• TASK BRIEF
What is the number of lines in the records below holding the string "jacket"? Reply with it and nothing else.
___ DATA FOR REVIEW
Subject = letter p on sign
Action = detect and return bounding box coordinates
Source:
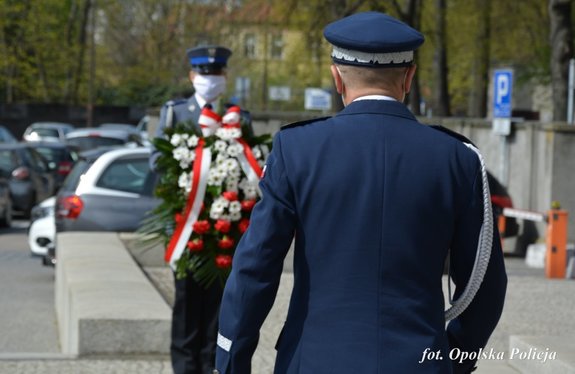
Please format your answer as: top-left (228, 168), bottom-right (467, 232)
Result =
top-left (493, 69), bottom-right (513, 118)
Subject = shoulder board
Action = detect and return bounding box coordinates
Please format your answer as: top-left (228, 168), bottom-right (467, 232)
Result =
top-left (164, 98), bottom-right (187, 108)
top-left (429, 125), bottom-right (476, 147)
top-left (281, 116), bottom-right (331, 131)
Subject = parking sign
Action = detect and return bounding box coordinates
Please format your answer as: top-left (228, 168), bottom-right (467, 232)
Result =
top-left (493, 69), bottom-right (513, 118)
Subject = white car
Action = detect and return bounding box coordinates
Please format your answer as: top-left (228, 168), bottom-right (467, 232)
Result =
top-left (28, 196), bottom-right (56, 257)
top-left (23, 122), bottom-right (75, 143)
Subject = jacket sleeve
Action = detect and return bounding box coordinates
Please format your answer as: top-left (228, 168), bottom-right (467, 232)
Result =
top-left (215, 132), bottom-right (296, 374)
top-left (447, 165), bottom-right (508, 373)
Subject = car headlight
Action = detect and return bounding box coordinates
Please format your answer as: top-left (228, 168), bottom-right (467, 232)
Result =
top-left (30, 206), bottom-right (54, 221)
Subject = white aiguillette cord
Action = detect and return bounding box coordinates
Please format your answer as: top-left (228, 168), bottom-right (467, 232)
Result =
top-left (445, 143), bottom-right (494, 321)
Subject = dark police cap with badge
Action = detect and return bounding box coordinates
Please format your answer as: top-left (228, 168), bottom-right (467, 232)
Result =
top-left (186, 45), bottom-right (232, 74)
top-left (323, 11), bottom-right (424, 68)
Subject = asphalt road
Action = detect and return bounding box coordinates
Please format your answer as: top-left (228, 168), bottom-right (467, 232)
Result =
top-left (0, 219), bottom-right (60, 355)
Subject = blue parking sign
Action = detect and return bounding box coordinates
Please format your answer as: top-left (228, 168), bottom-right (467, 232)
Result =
top-left (493, 69), bottom-right (513, 118)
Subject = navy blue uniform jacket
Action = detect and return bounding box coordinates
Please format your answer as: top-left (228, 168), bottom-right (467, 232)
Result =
top-left (216, 99), bottom-right (507, 373)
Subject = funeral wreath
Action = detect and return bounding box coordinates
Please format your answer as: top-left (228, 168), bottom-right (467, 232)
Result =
top-left (143, 105), bottom-right (272, 288)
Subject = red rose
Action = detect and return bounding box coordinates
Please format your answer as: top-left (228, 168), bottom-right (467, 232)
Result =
top-left (241, 199), bottom-right (256, 212)
top-left (174, 213), bottom-right (184, 223)
top-left (192, 220), bottom-right (210, 234)
top-left (214, 219), bottom-right (231, 233)
top-left (218, 236), bottom-right (235, 250)
top-left (238, 218), bottom-right (250, 233)
top-left (215, 255), bottom-right (233, 268)
top-left (222, 191), bottom-right (239, 201)
top-left (187, 238), bottom-right (204, 252)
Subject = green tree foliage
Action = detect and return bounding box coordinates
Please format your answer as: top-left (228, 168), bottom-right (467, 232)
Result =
top-left (0, 0), bottom-right (89, 103)
top-left (0, 0), bottom-right (570, 119)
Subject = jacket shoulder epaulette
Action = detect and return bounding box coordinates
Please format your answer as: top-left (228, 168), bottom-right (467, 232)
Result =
top-left (164, 98), bottom-right (187, 108)
top-left (429, 124), bottom-right (476, 147)
top-left (281, 116), bottom-right (331, 131)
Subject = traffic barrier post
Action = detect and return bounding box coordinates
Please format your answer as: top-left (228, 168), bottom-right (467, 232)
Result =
top-left (545, 209), bottom-right (569, 279)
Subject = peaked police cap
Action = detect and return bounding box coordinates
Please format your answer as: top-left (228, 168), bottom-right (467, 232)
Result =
top-left (323, 11), bottom-right (424, 67)
top-left (186, 45), bottom-right (232, 74)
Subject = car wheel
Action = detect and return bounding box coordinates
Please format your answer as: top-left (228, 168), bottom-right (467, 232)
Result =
top-left (0, 199), bottom-right (12, 228)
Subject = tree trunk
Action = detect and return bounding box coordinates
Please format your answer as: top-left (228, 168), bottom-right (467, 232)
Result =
top-left (467, 0), bottom-right (490, 118)
top-left (70, 0), bottom-right (92, 105)
top-left (549, 0), bottom-right (574, 122)
top-left (391, 0), bottom-right (423, 114)
top-left (432, 0), bottom-right (450, 117)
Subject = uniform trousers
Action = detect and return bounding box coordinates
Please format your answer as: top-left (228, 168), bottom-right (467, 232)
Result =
top-left (171, 272), bottom-right (223, 374)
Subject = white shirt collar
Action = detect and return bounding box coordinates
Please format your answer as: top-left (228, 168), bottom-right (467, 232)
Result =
top-left (194, 93), bottom-right (207, 108)
top-left (353, 95), bottom-right (397, 102)
top-left (194, 93), bottom-right (221, 112)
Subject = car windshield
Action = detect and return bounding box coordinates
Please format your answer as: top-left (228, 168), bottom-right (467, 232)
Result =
top-left (66, 137), bottom-right (126, 151)
top-left (30, 128), bottom-right (60, 138)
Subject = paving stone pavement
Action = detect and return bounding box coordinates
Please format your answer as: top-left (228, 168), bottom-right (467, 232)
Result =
top-left (0, 254), bottom-right (571, 373)
top-left (143, 257), bottom-right (572, 373)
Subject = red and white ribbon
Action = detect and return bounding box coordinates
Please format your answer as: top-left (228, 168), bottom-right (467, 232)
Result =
top-left (165, 139), bottom-right (212, 268)
top-left (198, 108), bottom-right (221, 137)
top-left (233, 138), bottom-right (263, 196)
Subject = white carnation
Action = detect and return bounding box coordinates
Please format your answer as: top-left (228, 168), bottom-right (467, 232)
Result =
top-left (187, 135), bottom-right (199, 148)
top-left (214, 140), bottom-right (228, 153)
top-left (226, 143), bottom-right (243, 158)
top-left (229, 211), bottom-right (242, 222)
top-left (178, 172), bottom-right (191, 192)
top-left (228, 201), bottom-right (242, 214)
top-left (170, 133), bottom-right (183, 147)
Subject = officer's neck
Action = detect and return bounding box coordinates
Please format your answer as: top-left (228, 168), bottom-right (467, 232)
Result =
top-left (346, 88), bottom-right (403, 103)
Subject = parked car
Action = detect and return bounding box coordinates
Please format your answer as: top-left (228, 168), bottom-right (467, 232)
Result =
top-left (0, 172), bottom-right (12, 227)
top-left (23, 122), bottom-right (75, 143)
top-left (24, 142), bottom-right (79, 191)
top-left (487, 170), bottom-right (519, 238)
top-left (28, 196), bottom-right (55, 258)
top-left (46, 147), bottom-right (159, 264)
top-left (0, 143), bottom-right (56, 217)
top-left (98, 123), bottom-right (138, 132)
top-left (0, 125), bottom-right (18, 144)
top-left (487, 171), bottom-right (538, 256)
top-left (65, 127), bottom-right (145, 151)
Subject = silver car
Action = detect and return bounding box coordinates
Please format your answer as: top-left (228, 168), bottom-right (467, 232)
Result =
top-left (65, 127), bottom-right (145, 151)
top-left (46, 147), bottom-right (159, 264)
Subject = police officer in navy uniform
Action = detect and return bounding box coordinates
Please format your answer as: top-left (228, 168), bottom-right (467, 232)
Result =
top-left (151, 45), bottom-right (252, 374)
top-left (214, 12), bottom-right (507, 374)
top-left (151, 46), bottom-right (253, 167)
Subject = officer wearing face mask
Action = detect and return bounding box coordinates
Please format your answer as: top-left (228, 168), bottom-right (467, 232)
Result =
top-left (151, 45), bottom-right (253, 374)
top-left (150, 45), bottom-right (252, 169)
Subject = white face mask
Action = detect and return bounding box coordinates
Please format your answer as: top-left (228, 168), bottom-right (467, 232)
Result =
top-left (193, 74), bottom-right (227, 103)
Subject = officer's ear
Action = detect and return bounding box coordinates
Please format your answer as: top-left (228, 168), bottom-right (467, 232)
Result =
top-left (189, 70), bottom-right (197, 82)
top-left (404, 64), bottom-right (417, 94)
top-left (330, 65), bottom-right (344, 94)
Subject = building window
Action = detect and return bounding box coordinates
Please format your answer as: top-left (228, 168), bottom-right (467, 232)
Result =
top-left (244, 34), bottom-right (257, 58)
top-left (270, 33), bottom-right (283, 59)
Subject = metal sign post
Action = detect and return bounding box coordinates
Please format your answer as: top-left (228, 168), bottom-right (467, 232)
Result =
top-left (492, 69), bottom-right (514, 187)
top-left (568, 59), bottom-right (575, 125)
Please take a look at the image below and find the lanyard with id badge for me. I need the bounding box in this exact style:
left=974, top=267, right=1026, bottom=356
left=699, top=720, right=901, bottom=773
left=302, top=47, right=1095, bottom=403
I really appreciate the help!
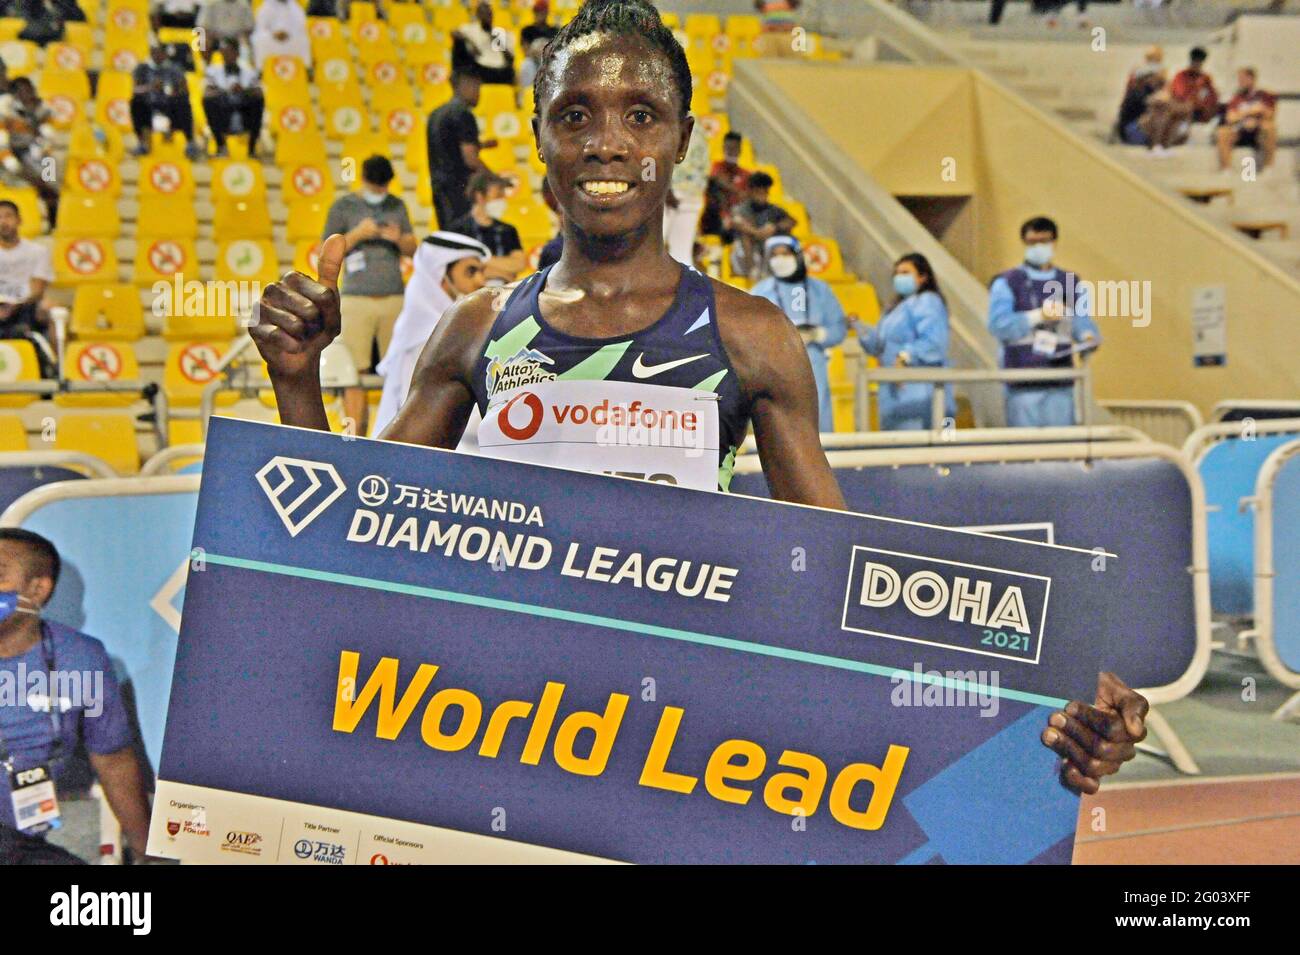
left=2, top=623, right=63, bottom=835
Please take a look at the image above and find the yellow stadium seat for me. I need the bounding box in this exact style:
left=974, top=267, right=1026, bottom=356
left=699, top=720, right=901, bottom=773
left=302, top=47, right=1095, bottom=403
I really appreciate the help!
left=404, top=123, right=429, bottom=176
left=94, top=71, right=135, bottom=132
left=138, top=155, right=196, bottom=198
left=686, top=13, right=723, bottom=36
left=315, top=53, right=356, bottom=88
left=502, top=195, right=554, bottom=241
left=72, top=284, right=146, bottom=340
left=274, top=128, right=327, bottom=166
left=261, top=54, right=308, bottom=87
left=36, top=68, right=91, bottom=129
left=377, top=104, right=420, bottom=141
left=268, top=100, right=317, bottom=137
left=286, top=199, right=329, bottom=242
left=164, top=341, right=237, bottom=407
left=53, top=413, right=139, bottom=474
left=485, top=109, right=529, bottom=145
left=354, top=34, right=397, bottom=66
left=67, top=121, right=125, bottom=164
left=325, top=102, right=370, bottom=139
left=292, top=238, right=322, bottom=275
left=0, top=415, right=28, bottom=450
left=415, top=61, right=451, bottom=91
left=0, top=187, right=43, bottom=237
left=339, top=131, right=389, bottom=170
left=210, top=158, right=267, bottom=204
left=63, top=156, right=121, bottom=197
left=167, top=417, right=204, bottom=446
left=136, top=196, right=199, bottom=239
left=387, top=3, right=425, bottom=30
left=215, top=238, right=280, bottom=287
left=57, top=340, right=141, bottom=407
left=834, top=282, right=882, bottom=325
left=62, top=21, right=94, bottom=56
left=104, top=33, right=148, bottom=74
left=164, top=310, right=242, bottom=342
left=154, top=26, right=192, bottom=46
left=55, top=195, right=121, bottom=239
left=403, top=32, right=445, bottom=65
left=53, top=237, right=120, bottom=285
left=133, top=235, right=197, bottom=285
left=431, top=5, right=467, bottom=29
left=213, top=199, right=273, bottom=240
left=0, top=19, right=22, bottom=41
left=476, top=85, right=517, bottom=117
left=307, top=15, right=342, bottom=46
left=783, top=199, right=809, bottom=238
left=279, top=161, right=334, bottom=204
left=0, top=339, right=43, bottom=408
left=368, top=58, right=408, bottom=93
left=800, top=236, right=849, bottom=283
left=349, top=1, right=377, bottom=23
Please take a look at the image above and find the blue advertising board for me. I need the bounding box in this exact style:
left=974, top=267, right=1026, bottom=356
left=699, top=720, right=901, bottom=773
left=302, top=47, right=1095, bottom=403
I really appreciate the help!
left=148, top=418, right=1119, bottom=864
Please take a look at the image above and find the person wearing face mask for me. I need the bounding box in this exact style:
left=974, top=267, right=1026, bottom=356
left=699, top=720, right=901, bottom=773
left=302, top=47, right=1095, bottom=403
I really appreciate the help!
left=988, top=217, right=1100, bottom=428
left=750, top=235, right=846, bottom=432
left=447, top=171, right=525, bottom=285
left=374, top=231, right=490, bottom=437
left=854, top=253, right=955, bottom=431
left=320, top=154, right=418, bottom=437
left=0, top=529, right=151, bottom=864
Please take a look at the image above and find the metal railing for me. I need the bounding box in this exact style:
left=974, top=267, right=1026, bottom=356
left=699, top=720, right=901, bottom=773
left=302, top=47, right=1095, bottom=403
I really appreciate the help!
left=855, top=365, right=1093, bottom=431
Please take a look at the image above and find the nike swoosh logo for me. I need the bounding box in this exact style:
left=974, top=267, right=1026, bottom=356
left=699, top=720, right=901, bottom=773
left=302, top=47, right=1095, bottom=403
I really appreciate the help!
left=631, top=353, right=709, bottom=379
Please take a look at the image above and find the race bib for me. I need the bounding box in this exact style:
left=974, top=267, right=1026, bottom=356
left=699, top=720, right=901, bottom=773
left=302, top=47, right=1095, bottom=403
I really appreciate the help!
left=477, top=379, right=721, bottom=490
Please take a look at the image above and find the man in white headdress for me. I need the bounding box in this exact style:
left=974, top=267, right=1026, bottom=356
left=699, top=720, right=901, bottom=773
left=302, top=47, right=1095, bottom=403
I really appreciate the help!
left=374, top=231, right=489, bottom=438
left=250, top=0, right=311, bottom=70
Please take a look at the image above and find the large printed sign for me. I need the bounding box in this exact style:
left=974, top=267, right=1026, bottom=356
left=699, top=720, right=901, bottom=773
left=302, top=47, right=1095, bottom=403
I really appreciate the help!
left=149, top=418, right=1117, bottom=864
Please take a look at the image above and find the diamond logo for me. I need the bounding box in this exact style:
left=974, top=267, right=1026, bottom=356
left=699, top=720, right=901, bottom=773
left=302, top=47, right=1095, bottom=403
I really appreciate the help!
left=255, top=457, right=346, bottom=537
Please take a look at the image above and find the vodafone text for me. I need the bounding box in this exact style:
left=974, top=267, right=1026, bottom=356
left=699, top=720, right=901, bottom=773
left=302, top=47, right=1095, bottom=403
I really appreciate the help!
left=334, top=652, right=910, bottom=832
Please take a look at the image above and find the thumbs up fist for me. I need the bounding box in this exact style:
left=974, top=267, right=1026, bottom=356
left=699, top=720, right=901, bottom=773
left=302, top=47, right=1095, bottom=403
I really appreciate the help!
left=249, top=233, right=346, bottom=381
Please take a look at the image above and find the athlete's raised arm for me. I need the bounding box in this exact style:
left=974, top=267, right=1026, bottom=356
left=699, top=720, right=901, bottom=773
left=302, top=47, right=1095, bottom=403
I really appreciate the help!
left=249, top=233, right=348, bottom=433
left=715, top=283, right=846, bottom=510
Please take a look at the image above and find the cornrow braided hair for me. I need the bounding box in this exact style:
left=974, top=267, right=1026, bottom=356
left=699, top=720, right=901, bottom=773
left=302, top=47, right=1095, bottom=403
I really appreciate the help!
left=532, top=0, right=692, bottom=119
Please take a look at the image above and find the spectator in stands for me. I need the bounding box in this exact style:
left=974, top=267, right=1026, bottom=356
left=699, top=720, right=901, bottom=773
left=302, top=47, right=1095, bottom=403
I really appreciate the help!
left=854, top=253, right=955, bottom=431
left=202, top=38, right=264, bottom=158
left=131, top=43, right=203, bottom=160
left=448, top=171, right=524, bottom=285
left=729, top=170, right=795, bottom=281
left=663, top=120, right=710, bottom=267
left=1140, top=46, right=1219, bottom=155
left=321, top=154, right=416, bottom=437
left=0, top=76, right=59, bottom=229
left=374, top=231, right=489, bottom=436
left=452, top=1, right=515, bottom=86
left=522, top=1, right=558, bottom=47
left=988, top=216, right=1100, bottom=428
left=701, top=130, right=750, bottom=243
left=1125, top=44, right=1164, bottom=94
left=427, top=69, right=495, bottom=229
left=196, top=0, right=255, bottom=61
left=251, top=0, right=312, bottom=70
left=749, top=235, right=846, bottom=432
left=0, top=199, right=57, bottom=378
left=11, top=0, right=63, bottom=45
left=1116, top=70, right=1163, bottom=146
left=151, top=0, right=201, bottom=30
left=1217, top=67, right=1277, bottom=173
left=753, top=0, right=800, bottom=58
left=0, top=529, right=153, bottom=864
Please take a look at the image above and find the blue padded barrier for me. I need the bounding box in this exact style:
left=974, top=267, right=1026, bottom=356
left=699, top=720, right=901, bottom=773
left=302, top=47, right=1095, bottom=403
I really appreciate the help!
left=0, top=465, right=86, bottom=514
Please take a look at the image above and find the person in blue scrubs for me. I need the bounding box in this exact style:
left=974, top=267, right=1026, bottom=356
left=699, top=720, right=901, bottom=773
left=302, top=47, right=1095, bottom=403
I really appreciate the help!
left=749, top=235, right=847, bottom=433
left=988, top=216, right=1101, bottom=427
left=854, top=252, right=955, bottom=430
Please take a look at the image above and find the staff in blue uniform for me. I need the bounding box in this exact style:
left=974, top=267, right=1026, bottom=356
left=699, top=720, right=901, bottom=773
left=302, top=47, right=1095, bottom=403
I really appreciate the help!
left=988, top=216, right=1100, bottom=427
left=749, top=235, right=846, bottom=432
left=854, top=253, right=955, bottom=430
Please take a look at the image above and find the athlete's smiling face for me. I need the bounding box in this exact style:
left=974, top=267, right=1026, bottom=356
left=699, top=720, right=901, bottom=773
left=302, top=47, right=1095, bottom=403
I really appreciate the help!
left=533, top=33, right=692, bottom=240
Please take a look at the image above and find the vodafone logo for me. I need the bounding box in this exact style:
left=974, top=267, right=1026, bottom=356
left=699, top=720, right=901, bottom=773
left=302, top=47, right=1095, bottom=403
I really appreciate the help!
left=498, top=392, right=544, bottom=441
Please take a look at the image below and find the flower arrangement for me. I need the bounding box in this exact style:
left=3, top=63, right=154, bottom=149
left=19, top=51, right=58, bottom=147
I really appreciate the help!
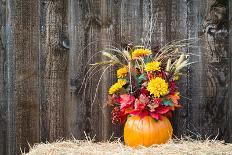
left=90, top=41, right=194, bottom=125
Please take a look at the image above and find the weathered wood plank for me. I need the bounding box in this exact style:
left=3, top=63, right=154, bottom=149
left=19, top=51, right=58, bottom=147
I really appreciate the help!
______
• EXERCISE ANSWER
3